**TASK INSTRUCTIONS:**
1. In the workforce study excerpt, at what level did the 1995 study assume PM&R residency positions and their fill rate would remain?
2. Extend the PM&R workforce study excerpt from its final sentence onward.
SOURCE EXTRACT below:
Review and Update of the 1995 Physical 
Medicine and Rehabilitation Workforce Study

1998 Supply Side Issues
1. Residency slots and fill rates

The biggest single factor affecting the physiatrist population is the number of residency positions offered and the number of those positions that are filled annually. The 1995 study gave little explicit attention to this issue, since it was assumed that the numbers would persist into the future. In the 1998 study, the issue was consider one of the most important to reexamine because of actual and projected changes in graduate medical education (GME) funding, increased numbers of international medical school graduates (IMGs) filling PM&R positions, and other factors.

The trend in the number of PM&R residency positions available and filled in approximately the last 10 years is illustrated in Figure 2. The assumption in 1995 was that these numbers would remain at about the 1993-1994 level of 1,250 positions with a 95% fill rate, resulting in about 350 new entrants to the specialty annually. At that rate, the number of practicing physiatrists would roughly double between 1995 and 2015.
End of SOURCE EXTRACT.
ENTRIES SHOWN below:
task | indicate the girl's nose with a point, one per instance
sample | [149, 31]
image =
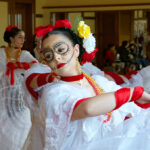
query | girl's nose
[57, 56]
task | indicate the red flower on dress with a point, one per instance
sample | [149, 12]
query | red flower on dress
[88, 57]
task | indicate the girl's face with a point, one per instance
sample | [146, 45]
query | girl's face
[18, 40]
[60, 54]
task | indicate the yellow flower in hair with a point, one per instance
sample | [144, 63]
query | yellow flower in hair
[83, 30]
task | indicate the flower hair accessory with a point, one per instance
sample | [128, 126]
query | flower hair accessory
[89, 42]
[9, 28]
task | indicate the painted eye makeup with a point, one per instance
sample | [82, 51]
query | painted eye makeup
[61, 48]
[48, 54]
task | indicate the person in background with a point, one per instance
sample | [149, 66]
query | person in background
[74, 106]
[14, 115]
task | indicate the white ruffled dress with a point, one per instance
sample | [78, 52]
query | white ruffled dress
[15, 121]
[142, 78]
[57, 132]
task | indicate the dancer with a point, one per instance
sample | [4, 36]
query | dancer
[74, 107]
[15, 116]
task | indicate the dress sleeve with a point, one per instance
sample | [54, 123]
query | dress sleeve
[58, 102]
[105, 84]
[26, 57]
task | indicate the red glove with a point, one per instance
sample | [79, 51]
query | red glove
[123, 95]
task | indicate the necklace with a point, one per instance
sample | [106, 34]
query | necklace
[72, 78]
[9, 59]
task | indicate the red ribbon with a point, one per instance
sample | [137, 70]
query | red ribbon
[72, 78]
[9, 28]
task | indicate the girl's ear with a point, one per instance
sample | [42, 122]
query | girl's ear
[77, 50]
[11, 39]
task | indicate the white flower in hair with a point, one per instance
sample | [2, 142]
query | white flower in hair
[89, 44]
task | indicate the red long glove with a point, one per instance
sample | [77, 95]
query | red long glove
[123, 95]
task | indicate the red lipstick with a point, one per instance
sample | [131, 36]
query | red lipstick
[60, 65]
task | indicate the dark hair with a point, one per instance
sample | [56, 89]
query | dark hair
[12, 33]
[68, 33]
[124, 43]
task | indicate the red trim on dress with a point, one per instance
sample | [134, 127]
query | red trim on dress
[115, 76]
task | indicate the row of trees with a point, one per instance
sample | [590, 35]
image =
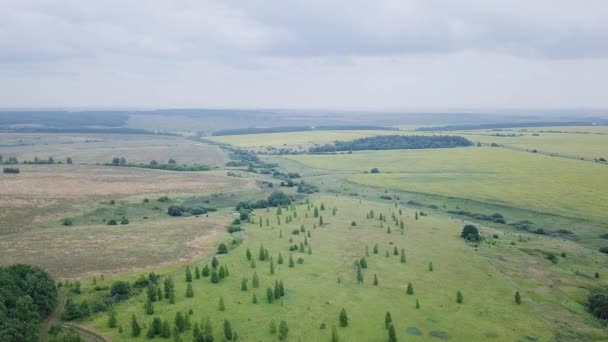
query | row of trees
[27, 295]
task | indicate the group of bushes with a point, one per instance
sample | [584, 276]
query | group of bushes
[394, 142]
[179, 210]
[496, 217]
[27, 295]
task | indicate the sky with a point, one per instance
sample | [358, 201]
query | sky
[340, 54]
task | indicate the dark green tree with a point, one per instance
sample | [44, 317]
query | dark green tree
[388, 320]
[283, 331]
[343, 318]
[149, 307]
[410, 289]
[227, 330]
[112, 321]
[135, 328]
[188, 274]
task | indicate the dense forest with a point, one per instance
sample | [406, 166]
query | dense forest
[285, 129]
[394, 142]
[27, 295]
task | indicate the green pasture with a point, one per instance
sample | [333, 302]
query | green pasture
[325, 283]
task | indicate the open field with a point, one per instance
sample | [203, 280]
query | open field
[575, 145]
[488, 311]
[522, 180]
[101, 249]
[50, 192]
[101, 148]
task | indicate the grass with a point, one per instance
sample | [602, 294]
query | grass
[101, 148]
[498, 176]
[296, 140]
[574, 145]
[318, 289]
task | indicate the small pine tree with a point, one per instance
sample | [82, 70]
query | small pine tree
[343, 318]
[112, 321]
[277, 290]
[165, 330]
[410, 289]
[388, 320]
[135, 328]
[188, 274]
[283, 331]
[359, 274]
[334, 334]
[392, 334]
[149, 307]
[228, 329]
[215, 278]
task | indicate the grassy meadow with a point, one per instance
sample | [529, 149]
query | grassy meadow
[317, 289]
[523, 180]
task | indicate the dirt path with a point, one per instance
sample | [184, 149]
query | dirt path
[54, 317]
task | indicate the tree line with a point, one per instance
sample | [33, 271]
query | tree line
[394, 142]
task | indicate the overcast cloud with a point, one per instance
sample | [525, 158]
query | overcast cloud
[304, 54]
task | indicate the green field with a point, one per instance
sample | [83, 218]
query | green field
[574, 145]
[488, 311]
[523, 180]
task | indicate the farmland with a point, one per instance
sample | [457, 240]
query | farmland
[117, 225]
[494, 175]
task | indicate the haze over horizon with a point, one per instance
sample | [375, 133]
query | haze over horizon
[383, 55]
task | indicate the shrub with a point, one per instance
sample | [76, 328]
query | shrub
[470, 232]
[598, 302]
[222, 249]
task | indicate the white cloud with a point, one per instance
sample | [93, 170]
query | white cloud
[339, 54]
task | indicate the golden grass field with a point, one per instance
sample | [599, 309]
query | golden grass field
[97, 148]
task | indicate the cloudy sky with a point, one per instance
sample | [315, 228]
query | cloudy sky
[338, 54]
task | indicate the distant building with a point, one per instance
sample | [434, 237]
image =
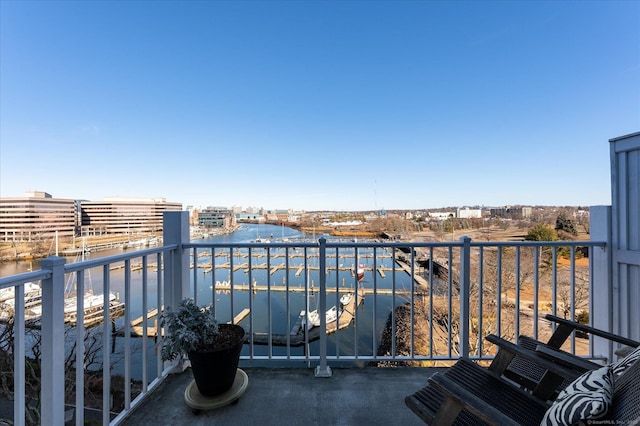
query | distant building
[250, 217]
[125, 215]
[441, 215]
[216, 217]
[509, 212]
[37, 216]
[467, 213]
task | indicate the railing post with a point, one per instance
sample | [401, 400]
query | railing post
[175, 230]
[53, 348]
[176, 275]
[323, 370]
[600, 275]
[465, 286]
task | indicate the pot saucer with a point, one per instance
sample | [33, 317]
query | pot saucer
[195, 400]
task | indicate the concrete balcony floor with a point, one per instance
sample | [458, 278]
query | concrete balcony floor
[294, 396]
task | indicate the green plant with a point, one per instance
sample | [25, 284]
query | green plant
[188, 328]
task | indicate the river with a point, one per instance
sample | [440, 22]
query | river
[268, 313]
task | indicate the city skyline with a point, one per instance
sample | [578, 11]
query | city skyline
[345, 106]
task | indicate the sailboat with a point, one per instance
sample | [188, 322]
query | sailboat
[91, 301]
[360, 272]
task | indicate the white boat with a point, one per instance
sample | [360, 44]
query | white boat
[91, 303]
[345, 299]
[360, 272]
[313, 319]
[30, 290]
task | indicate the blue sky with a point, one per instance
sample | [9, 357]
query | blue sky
[343, 105]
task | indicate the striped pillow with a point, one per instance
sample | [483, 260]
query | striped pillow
[626, 362]
[588, 397]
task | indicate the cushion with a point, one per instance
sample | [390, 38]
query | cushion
[620, 366]
[588, 397]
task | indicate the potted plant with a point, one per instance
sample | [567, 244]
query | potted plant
[213, 349]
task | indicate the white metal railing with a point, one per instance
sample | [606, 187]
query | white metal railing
[454, 293]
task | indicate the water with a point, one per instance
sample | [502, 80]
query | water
[269, 312]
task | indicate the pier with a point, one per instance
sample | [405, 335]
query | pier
[298, 333]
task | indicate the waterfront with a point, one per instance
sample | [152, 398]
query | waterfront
[275, 312]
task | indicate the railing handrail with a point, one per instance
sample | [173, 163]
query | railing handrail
[18, 279]
[168, 252]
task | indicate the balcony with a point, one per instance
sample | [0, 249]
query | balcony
[444, 298]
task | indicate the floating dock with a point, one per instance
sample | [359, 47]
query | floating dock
[299, 335]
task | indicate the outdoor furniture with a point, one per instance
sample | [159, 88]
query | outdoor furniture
[529, 375]
[467, 394]
[488, 386]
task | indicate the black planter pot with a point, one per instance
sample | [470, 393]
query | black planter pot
[215, 371]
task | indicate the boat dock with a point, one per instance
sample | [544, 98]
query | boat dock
[137, 327]
[297, 335]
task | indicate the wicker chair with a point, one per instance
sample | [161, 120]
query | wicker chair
[467, 394]
[529, 375]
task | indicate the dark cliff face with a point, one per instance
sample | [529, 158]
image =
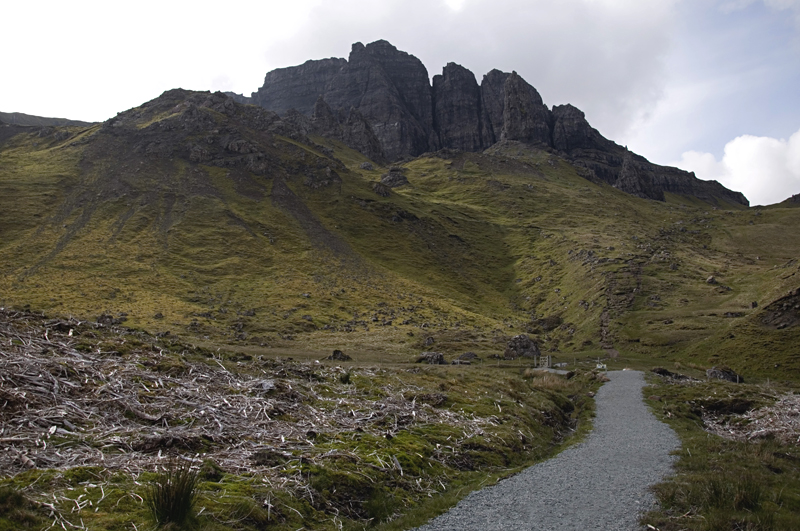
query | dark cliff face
[379, 102]
[457, 110]
[297, 87]
[493, 97]
[525, 117]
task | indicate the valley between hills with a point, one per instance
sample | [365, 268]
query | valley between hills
[174, 282]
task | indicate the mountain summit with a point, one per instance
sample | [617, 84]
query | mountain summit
[387, 90]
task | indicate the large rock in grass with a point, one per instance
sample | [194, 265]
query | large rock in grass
[521, 346]
[432, 358]
[724, 373]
End of ENTRIES SHOWN.
**ANSWERS TO THE EXERCISE:**
1. About 1,250 positions with a 95% fill rate, the 1993-1994 level.

2.
Although the number of residents in 1997-1998 did not differ greatly from the 1995 assumptions, the 1998 study panel was concerned that trends in GME funding could result in reductions in those numbers. The formula for determining the amounts of indirect medical education (IME) payments has been recently modified to reduce those payments. Elements of the direct medical education (DME) formula have been frozen, and a cap has been imposed on the number of residency positions that are eligible for GME expenditures at training hospitals. Moreover, a trend toward a greater proportion of IMGs filling residency positions (Figure 3) suggested to some panel members that there are problems in filling positions through the normal matching process, and that if that is the situation, it perhaps portends future cutbacks.

The panel was asked to estimate the number of residency positions and the number of new entrants in selected years; the median response is presented in Table 1. The estimates suggest that the original assumptions about the numbers of positions and new entrants was about right through 2005, after which slightly lower numbers of both entrants and positions are predicted. The point was made that there will be fewer PM&R residents entering at PGY2 after 2005, and with the number of total slots roughly fixed, more PGY1 slots will be substituted for the PGY2 positions. Hence, although residency positions are projected to increase modestly after 2010, the number of entrants will decline slightly below the number projected in the 1995 study.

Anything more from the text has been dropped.